### Material to process

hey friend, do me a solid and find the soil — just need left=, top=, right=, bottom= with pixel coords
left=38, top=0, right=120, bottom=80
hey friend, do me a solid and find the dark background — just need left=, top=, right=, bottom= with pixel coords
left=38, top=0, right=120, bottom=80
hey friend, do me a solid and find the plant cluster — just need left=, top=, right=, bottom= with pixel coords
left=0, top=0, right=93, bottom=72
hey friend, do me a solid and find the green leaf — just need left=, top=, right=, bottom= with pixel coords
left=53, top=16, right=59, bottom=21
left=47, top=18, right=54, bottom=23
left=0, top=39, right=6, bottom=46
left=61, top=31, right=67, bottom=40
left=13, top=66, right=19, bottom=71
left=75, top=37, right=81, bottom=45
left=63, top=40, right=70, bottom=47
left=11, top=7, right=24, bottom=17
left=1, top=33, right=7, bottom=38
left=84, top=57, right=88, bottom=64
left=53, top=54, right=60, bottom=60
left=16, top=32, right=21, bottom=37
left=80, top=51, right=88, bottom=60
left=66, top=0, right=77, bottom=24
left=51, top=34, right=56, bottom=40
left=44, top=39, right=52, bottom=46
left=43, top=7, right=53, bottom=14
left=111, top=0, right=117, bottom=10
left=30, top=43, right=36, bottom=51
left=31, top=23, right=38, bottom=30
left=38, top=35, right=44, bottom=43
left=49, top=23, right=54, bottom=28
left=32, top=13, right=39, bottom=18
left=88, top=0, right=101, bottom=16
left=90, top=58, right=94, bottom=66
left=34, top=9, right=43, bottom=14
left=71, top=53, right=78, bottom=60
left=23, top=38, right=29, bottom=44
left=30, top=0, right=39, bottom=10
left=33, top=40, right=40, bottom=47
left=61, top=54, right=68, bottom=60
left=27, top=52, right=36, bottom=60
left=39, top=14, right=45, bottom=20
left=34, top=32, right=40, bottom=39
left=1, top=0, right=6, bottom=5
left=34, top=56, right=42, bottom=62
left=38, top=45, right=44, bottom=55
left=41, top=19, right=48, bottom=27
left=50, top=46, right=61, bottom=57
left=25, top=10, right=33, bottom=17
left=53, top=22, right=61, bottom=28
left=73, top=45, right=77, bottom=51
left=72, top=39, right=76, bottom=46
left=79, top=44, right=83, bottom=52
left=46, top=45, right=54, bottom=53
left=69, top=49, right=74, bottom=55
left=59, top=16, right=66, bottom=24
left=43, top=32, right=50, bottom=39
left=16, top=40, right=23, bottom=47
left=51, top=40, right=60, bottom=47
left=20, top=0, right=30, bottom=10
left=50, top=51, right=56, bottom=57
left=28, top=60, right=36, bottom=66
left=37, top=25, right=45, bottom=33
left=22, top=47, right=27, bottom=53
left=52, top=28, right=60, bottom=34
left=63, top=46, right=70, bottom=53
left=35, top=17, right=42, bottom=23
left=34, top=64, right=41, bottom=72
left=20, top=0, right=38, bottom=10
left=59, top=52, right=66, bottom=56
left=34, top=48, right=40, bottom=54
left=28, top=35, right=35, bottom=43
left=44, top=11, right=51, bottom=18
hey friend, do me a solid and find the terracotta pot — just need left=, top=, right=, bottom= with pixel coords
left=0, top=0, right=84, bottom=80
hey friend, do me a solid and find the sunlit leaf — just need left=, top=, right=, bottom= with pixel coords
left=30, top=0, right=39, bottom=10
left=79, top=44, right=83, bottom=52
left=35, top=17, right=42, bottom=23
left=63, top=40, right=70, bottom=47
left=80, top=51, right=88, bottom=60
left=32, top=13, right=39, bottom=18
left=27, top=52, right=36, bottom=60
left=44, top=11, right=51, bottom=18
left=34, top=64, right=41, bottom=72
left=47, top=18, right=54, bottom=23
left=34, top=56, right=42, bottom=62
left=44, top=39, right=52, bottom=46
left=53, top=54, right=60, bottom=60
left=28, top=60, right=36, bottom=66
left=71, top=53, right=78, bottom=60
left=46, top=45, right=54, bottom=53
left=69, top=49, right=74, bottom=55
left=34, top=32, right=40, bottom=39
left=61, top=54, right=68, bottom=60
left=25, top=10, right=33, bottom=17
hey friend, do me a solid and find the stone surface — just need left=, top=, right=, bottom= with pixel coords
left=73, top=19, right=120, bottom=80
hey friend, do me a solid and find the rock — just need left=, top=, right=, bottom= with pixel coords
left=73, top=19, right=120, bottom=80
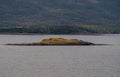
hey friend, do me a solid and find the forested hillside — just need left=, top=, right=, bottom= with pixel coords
left=0, top=0, right=120, bottom=34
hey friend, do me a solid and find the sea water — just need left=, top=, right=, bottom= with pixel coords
left=0, top=34, right=120, bottom=77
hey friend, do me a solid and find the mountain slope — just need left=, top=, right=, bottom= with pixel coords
left=0, top=0, right=119, bottom=27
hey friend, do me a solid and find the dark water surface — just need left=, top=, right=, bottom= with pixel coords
left=0, top=34, right=120, bottom=77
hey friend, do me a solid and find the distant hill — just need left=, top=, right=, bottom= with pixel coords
left=0, top=0, right=120, bottom=34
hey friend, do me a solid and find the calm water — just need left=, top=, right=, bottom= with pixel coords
left=0, top=34, right=120, bottom=77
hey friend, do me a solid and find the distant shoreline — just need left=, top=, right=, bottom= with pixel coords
left=0, top=33, right=108, bottom=35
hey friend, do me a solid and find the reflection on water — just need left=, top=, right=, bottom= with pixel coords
left=0, top=34, right=120, bottom=77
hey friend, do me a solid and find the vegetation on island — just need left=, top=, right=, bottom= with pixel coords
left=6, top=38, right=95, bottom=46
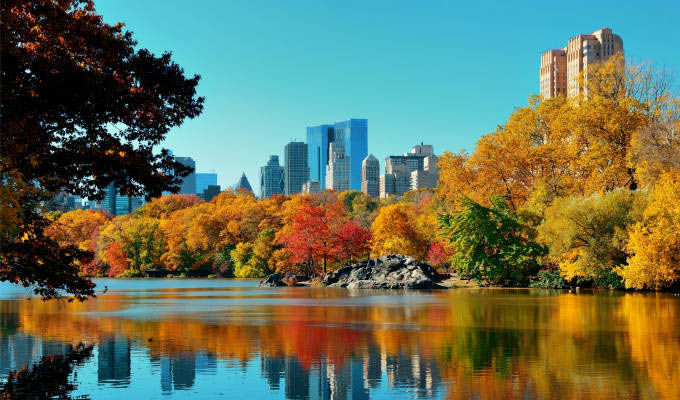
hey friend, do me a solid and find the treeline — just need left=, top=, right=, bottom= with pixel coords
left=437, top=55, right=680, bottom=290
left=45, top=56, right=680, bottom=290
left=45, top=189, right=447, bottom=279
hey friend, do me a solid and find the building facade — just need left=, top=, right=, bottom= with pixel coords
left=235, top=173, right=253, bottom=193
left=174, top=156, right=197, bottom=195
left=306, top=124, right=334, bottom=190
left=93, top=182, right=144, bottom=216
left=540, top=28, right=623, bottom=99
left=380, top=144, right=438, bottom=198
left=200, top=185, right=221, bottom=201
left=301, top=181, right=321, bottom=195
left=361, top=154, right=379, bottom=199
left=196, top=173, right=218, bottom=194
left=284, top=142, right=309, bottom=195
left=307, top=119, right=367, bottom=191
left=325, top=142, right=350, bottom=192
left=260, top=155, right=284, bottom=199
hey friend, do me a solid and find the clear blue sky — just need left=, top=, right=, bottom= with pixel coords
left=96, top=0, right=680, bottom=195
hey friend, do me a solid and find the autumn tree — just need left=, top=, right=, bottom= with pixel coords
left=335, top=221, right=371, bottom=264
left=622, top=172, right=680, bottom=289
left=282, top=201, right=344, bottom=276
left=370, top=203, right=429, bottom=260
left=98, top=216, right=166, bottom=276
left=537, top=188, right=647, bottom=288
left=1, top=0, right=203, bottom=298
left=136, top=194, right=204, bottom=219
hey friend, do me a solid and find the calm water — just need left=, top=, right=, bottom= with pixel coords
left=0, top=280, right=679, bottom=399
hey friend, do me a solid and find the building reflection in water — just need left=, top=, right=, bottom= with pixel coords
left=97, top=336, right=131, bottom=387
left=259, top=347, right=441, bottom=400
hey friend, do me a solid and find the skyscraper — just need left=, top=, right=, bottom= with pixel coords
left=260, top=155, right=284, bottom=199
left=307, top=118, right=367, bottom=191
left=94, top=182, right=144, bottom=216
left=235, top=173, right=253, bottom=192
left=284, top=142, right=309, bottom=195
left=362, top=154, right=379, bottom=199
left=307, top=124, right=334, bottom=189
left=326, top=141, right=350, bottom=192
left=196, top=172, right=218, bottom=194
left=540, top=28, right=623, bottom=99
left=380, top=144, right=438, bottom=198
left=174, top=156, right=197, bottom=195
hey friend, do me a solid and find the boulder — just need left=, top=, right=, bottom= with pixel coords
left=258, top=273, right=308, bottom=287
left=321, top=254, right=442, bottom=289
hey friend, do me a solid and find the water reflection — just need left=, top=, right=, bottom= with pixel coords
left=0, top=281, right=679, bottom=399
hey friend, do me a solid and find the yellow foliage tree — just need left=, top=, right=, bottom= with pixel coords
left=622, top=172, right=680, bottom=289
left=370, top=203, right=428, bottom=260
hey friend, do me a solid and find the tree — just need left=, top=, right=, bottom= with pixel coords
left=98, top=216, right=165, bottom=276
left=136, top=194, right=203, bottom=219
left=439, top=196, right=546, bottom=286
left=538, top=189, right=647, bottom=288
left=427, top=241, right=454, bottom=273
left=1, top=0, right=203, bottom=298
left=282, top=202, right=343, bottom=276
left=335, top=220, right=371, bottom=264
left=622, top=172, right=680, bottom=289
left=370, top=203, right=428, bottom=260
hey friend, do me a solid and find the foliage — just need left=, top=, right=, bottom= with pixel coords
left=335, top=220, right=372, bottom=264
left=439, top=196, right=546, bottom=286
left=0, top=0, right=203, bottom=298
left=427, top=241, right=454, bottom=272
left=136, top=194, right=204, bottom=219
left=98, top=216, right=165, bottom=275
left=371, top=203, right=429, bottom=260
left=529, top=268, right=568, bottom=289
left=622, top=172, right=680, bottom=289
left=537, top=189, right=647, bottom=288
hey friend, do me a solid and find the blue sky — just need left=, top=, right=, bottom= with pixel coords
left=96, top=0, right=680, bottom=195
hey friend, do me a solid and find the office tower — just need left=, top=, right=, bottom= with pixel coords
left=362, top=154, right=380, bottom=199
left=260, top=155, right=284, bottom=199
left=284, top=356, right=310, bottom=400
left=93, top=182, right=143, bottom=216
left=326, top=141, right=350, bottom=192
left=284, top=142, right=309, bottom=195
left=196, top=172, right=218, bottom=193
left=540, top=28, right=623, bottom=99
left=174, top=156, right=197, bottom=195
left=380, top=144, right=438, bottom=198
left=307, top=124, right=334, bottom=189
left=200, top=185, right=221, bottom=201
left=171, top=354, right=196, bottom=390
left=307, top=118, right=367, bottom=191
left=333, top=119, right=368, bottom=191
left=235, top=173, right=253, bottom=192
left=301, top=181, right=321, bottom=195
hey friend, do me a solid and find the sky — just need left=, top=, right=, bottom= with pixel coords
left=96, top=0, right=680, bottom=196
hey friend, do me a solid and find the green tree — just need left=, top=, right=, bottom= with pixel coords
left=439, top=196, right=546, bottom=286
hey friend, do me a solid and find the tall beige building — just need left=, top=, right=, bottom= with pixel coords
left=361, top=154, right=380, bottom=199
left=325, top=141, right=350, bottom=192
left=540, top=28, right=623, bottom=99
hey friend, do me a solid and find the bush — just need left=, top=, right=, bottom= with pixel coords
left=530, top=268, right=568, bottom=289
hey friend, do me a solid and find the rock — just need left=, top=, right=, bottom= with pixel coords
left=322, top=254, right=442, bottom=290
left=258, top=273, right=308, bottom=287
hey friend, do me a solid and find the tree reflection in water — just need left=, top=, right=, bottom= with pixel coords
left=0, top=343, right=93, bottom=400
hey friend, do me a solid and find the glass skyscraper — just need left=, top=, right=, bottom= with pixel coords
left=260, top=155, right=284, bottom=199
left=306, top=119, right=367, bottom=191
left=174, top=156, right=196, bottom=195
left=196, top=173, right=217, bottom=193
left=306, top=124, right=334, bottom=190
left=284, top=142, right=309, bottom=195
left=333, top=119, right=367, bottom=192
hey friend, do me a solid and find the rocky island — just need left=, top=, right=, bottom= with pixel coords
left=258, top=254, right=446, bottom=289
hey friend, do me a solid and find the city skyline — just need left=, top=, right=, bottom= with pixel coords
left=93, top=0, right=680, bottom=197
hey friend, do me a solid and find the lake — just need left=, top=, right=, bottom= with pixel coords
left=0, top=279, right=679, bottom=399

### Exercise prompt
In the listing above, find the line with "hey friend, do me a solid and find the lake" and set down that line and all after it exactly, through the final line.

### Answer section
hey friend, do me a solid and find the lake — just need left=, top=, right=, bottom= with pixel coords
left=0, top=279, right=679, bottom=399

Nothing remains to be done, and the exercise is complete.